→ **页面**
Linux Kernel Memory Mapping (mmap) Subsystem Analysis
Table of Contents
- do_mmap 函数和 mmap_region
- vm_area_struct 结构详细说明
- vm_flags 标志定义
- vm_unmapped_area 地址空间查找
- brk/sbrk 系统调用
- mlock/munlock 内存锁定
- 内存布局 (典型进程布局图)
- Maple Tree VMA 管理
1. do_mmap 函数和 mmap_region
1.1 do_mmap 函数
源码位置: mm/mmap.c:335-565
unsigned long do_mmap(struct file *file, unsigned long addr,
unsigned long len, unsigned long prot,
unsigned long flags, vm_flags_t vm_flags,
unsigned long pgoff, unsigned long *populate,
struct list_head *uf)功能: 执行用户空间内存映射到当前进程的地址空间。
参数说明:
file: 文件指针(文件映射时), 匿名映射为 NULLaddr: 期望的映射地址, 如果为 0 则由内核选择len: 映射长度(页对齐)prot: 保护位 (PROT_READ, PROT_WRITE, PROT_EXEC)flags: mmap 标志 (MAP_SHARED, MAP_PRIVATE, MAP_FIXED 等)vm_flags: VMA 标志pgoff: 文件内的页偏移populate: 输出参数, 指示需要填充的页数uf: userfaultfd 列表头
主要流程:
do_mmap()
|
+-> 1. 验证参数 (len > 0, len 页对齐)
|
+-> 2. 处理 PROT_READ -> PROT_EXEC (如果 READ_IMPLIES_EXEC)
|
+-> 3. 计算 vm_flags:
| - calc_vm_prot_bits(prot, pkey)
| - calc_vm_flag_bits(file, flags)
| - mm->def_flags
| - VM_MAYREAD | VM_MAYWRITE | VM_MAYEXEC
|
+-> 4. 获取未映射地址区域:
| addr = __get_unmapped_area(file, addr, len, pgoff, flags, vm_flags)
|
+-> 5. 检查 MAP_FIXED_NOREPLACE 冲突
|
+-> 6. 检查 mlock 限制和权限
|
+-> 7. 处理文件映射:
| - 检查文件模式 (FMODE_READ/FMODE_WRITE)
| - 检查 seals
| - 设置 VM_SHARED 等标志
|
+-> 8. 处理匿名映射:
| - MAP_SHARED / MAP_PRIVATE
| - MAP_DROPPABLE
|
+-> 9. 处理 MAP_NORESERVE
|
+-> 10. 调用 mmap_region() 完成实际映射
|
+-> 11. 如果需要, 设置 populate 标志1.2 mmap_region 函数
源码位置: mm/vma.c:2818-2860
unsigned long mmap_region(struct file *file, unsigned long addr,
unsigned long len, vm_flags_t vm_flags,
unsigned long pgoff, struct list_head *uf)功能: 在地址空间中找到合适的位置并创建 VMA。

→ **现有资料**
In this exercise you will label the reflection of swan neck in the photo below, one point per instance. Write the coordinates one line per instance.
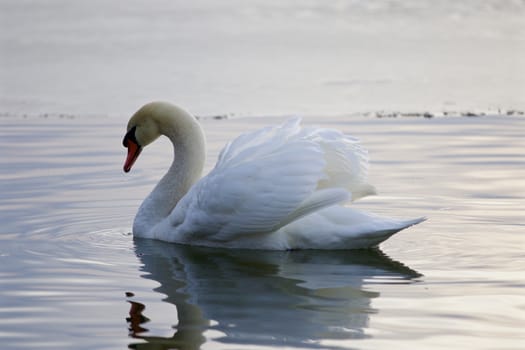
(189, 149)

→ **要做的事**
a: 把页面里从“- Maple Tree”开始、一直到“list_head *uf)功能: 执行用户空间内存映射到当前进程的地址空间。”为止的那一段原样抄下来。
b: 页面开头的目录列了哪些小节？把它们全部写出来。

→ **依次解答**
a:
- Maple Tree VMA 管理
1. do_mmap 函数和 mmap_region
1.1 do_mmap 函数
源码位置: mm/mmap.c:335-565
unsigned long do_mmap(struct file *file, unsigned long addr,
unsigned long len, unsigned long prot,
unsigned long flags, vm_flags_t vm_flags,
unsigned long pgoff, unsigned long *populate,
struct list_head *uf)功能: 执行用户空间内存映射到当前进程的地址空间。

b:
- do_mmap 函数和 mmap_region
- vm_area_struct 结构详细说明
- vm_flags 标志定义
- vm_unmapped_area 地址空间查找
- brk/sbrk 系统调用
- mlock/munlock 内存锁定
- 内存布局 (典型进程布局图)
- Maple Tree VMA 管理